# Photo object pointing records
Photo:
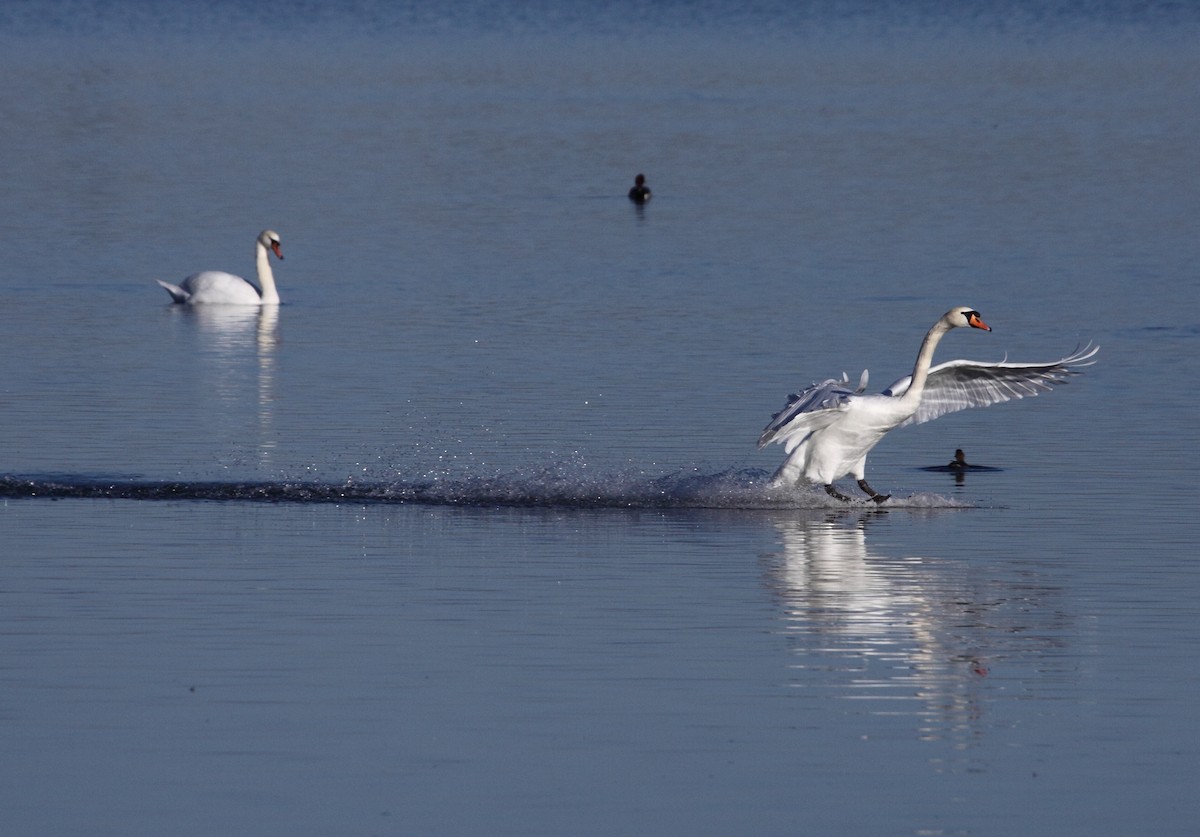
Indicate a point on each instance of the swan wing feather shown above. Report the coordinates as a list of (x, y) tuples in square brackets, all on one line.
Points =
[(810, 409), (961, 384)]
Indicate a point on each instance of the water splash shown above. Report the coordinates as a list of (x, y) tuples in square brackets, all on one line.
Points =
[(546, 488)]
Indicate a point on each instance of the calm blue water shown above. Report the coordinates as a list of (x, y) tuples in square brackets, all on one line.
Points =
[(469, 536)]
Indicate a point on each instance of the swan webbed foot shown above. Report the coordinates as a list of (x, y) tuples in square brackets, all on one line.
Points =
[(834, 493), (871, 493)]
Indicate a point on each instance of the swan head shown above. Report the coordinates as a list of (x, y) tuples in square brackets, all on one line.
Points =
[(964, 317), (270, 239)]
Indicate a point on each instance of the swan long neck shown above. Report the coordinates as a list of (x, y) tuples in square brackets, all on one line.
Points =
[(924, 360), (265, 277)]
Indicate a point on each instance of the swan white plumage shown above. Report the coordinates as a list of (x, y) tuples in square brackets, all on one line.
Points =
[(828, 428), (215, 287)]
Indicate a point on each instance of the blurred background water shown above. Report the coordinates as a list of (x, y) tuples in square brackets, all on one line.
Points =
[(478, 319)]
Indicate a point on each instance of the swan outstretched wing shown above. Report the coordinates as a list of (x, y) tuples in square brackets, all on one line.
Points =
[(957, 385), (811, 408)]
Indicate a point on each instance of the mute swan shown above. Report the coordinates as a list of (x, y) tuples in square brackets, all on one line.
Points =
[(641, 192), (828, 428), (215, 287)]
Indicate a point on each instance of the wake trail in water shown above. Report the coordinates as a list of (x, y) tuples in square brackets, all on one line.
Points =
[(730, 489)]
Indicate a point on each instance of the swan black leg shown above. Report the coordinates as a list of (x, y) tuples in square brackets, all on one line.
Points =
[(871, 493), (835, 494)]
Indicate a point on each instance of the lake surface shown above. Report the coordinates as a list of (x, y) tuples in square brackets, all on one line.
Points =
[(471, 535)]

# YOUR GOAL
Rewrite the data from the line containing "Indicate a point on each instance of the swan black" through the end of the data, inclusive, keeping the requests intact. Rescale every coordinate in the answers by a factor of 2.05, rounding each result to a whole number with halves rounded up.

# SOLUTION TO THIS EXERCISE
Indicate a point on each instance of the swan black leg shown above. Report the coordinates as a list of (x, y) tuples in square brackets, all on one line.
Points =
[(1786, 1011), (1712, 1013)]
Indicate a point on each instance of the lake surface shown above. Report the coordinates as a list of (x, y) tuples in square brackets, all on one line.
Points =
[(966, 1097)]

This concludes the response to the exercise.